YOUR ASSIGNMENT: Filter the entries down to the lines holding "wall", then copy those lines.

Top of MATERIAL SHOWN

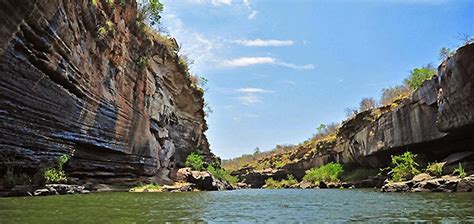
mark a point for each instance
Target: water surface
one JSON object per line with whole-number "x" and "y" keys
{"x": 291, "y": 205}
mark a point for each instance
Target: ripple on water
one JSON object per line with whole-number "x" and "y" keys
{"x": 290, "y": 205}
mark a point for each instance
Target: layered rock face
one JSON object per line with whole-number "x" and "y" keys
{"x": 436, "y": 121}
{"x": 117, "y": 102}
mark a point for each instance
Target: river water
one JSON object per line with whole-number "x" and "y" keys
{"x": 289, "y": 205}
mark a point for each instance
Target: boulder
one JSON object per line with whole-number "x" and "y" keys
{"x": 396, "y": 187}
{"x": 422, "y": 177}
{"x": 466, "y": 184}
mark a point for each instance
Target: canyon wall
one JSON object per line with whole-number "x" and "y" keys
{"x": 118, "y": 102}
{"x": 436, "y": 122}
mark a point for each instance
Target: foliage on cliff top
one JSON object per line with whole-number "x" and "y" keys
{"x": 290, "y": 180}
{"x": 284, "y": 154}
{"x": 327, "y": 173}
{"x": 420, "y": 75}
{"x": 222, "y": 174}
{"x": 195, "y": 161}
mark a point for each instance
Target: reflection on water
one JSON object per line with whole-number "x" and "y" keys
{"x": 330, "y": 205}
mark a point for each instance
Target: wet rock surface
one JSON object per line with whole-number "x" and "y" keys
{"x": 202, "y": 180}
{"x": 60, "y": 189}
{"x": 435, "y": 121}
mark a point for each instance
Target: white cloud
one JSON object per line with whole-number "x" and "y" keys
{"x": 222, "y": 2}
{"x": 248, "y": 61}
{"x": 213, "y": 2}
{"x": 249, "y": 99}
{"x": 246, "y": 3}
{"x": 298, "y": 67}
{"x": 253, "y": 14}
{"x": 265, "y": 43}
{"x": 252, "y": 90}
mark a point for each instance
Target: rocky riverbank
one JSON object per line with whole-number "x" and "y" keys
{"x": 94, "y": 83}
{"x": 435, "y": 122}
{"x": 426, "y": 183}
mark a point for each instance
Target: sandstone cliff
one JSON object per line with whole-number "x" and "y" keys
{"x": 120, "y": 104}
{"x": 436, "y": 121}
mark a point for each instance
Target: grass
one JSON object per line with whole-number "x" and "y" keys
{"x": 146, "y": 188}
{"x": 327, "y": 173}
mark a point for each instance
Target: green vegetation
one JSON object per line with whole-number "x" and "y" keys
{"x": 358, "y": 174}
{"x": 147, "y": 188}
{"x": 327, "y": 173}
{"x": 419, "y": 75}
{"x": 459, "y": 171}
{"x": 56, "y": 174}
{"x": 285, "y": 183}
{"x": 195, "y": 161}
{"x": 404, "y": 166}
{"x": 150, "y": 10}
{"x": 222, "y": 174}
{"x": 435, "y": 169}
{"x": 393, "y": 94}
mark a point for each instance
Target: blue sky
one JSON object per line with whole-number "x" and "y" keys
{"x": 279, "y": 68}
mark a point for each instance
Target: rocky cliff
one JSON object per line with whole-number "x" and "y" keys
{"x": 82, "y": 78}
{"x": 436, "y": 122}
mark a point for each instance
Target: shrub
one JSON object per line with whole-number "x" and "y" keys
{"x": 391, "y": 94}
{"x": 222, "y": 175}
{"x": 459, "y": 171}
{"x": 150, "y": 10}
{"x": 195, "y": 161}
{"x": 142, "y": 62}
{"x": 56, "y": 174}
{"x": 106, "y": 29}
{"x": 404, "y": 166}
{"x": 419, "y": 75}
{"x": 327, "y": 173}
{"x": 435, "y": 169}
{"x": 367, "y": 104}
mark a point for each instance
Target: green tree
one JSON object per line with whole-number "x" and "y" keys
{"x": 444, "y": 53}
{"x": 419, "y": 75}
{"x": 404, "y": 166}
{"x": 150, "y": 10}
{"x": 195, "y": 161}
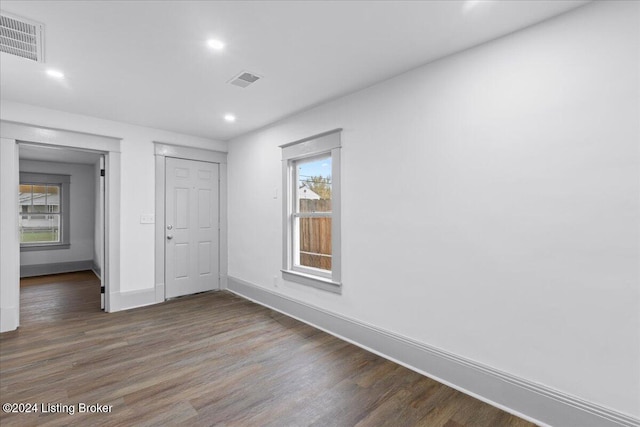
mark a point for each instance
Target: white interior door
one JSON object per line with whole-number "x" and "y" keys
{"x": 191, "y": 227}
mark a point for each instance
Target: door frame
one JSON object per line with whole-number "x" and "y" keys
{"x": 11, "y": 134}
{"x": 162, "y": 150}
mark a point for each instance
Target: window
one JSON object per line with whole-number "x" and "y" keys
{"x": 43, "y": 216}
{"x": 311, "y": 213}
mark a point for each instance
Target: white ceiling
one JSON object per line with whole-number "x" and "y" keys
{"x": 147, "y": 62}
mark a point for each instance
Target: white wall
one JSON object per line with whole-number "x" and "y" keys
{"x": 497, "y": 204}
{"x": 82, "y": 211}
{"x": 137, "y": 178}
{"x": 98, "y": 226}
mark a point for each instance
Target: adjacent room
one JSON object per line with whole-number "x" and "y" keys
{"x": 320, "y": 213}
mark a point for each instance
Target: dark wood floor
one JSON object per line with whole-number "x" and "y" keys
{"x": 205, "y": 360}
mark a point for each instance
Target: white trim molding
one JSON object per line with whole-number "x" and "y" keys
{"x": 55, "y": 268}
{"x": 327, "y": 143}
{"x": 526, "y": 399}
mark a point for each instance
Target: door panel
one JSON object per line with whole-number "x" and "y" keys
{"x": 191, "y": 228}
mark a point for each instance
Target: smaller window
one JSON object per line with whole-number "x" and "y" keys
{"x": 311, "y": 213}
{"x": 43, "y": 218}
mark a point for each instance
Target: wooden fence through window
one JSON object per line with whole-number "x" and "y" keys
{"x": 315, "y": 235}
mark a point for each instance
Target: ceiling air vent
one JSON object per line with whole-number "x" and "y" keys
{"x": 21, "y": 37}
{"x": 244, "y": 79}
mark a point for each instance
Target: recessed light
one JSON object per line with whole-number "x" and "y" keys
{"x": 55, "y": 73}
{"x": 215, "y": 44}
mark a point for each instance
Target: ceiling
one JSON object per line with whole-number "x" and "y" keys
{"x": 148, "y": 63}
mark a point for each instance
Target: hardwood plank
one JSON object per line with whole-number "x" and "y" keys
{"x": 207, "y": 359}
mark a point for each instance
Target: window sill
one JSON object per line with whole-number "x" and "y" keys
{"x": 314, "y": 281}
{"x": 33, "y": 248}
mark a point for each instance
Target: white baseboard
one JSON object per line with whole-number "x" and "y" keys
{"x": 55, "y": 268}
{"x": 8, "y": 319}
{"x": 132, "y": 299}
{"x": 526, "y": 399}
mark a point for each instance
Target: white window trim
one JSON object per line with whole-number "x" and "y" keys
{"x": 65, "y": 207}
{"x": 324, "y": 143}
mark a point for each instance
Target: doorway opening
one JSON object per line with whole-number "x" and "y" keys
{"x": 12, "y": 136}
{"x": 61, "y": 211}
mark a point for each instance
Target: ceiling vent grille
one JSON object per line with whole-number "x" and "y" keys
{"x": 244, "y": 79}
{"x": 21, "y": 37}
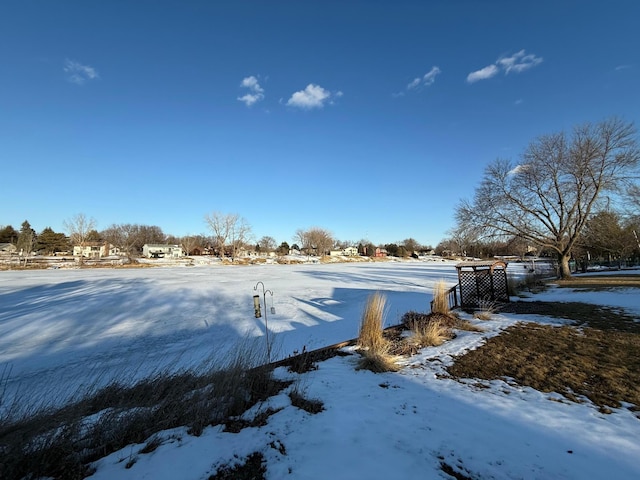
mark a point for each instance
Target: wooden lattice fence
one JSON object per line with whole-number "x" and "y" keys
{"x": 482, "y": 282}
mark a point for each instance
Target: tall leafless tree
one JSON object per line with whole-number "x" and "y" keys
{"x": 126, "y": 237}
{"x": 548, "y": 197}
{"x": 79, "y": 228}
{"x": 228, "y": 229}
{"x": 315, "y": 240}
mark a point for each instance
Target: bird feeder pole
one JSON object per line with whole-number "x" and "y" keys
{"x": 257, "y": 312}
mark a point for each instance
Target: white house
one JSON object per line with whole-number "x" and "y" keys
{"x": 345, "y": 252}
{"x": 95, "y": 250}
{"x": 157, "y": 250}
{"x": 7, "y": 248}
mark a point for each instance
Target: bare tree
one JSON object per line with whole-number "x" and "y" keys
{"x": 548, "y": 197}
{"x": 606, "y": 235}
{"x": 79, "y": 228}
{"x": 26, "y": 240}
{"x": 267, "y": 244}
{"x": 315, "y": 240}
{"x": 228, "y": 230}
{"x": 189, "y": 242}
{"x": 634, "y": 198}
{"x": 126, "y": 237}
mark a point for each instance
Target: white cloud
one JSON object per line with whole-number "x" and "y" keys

Bottom of MATERIAL SHOWN

TASK SOLUTION:
Target: canyon wall
Target: white wall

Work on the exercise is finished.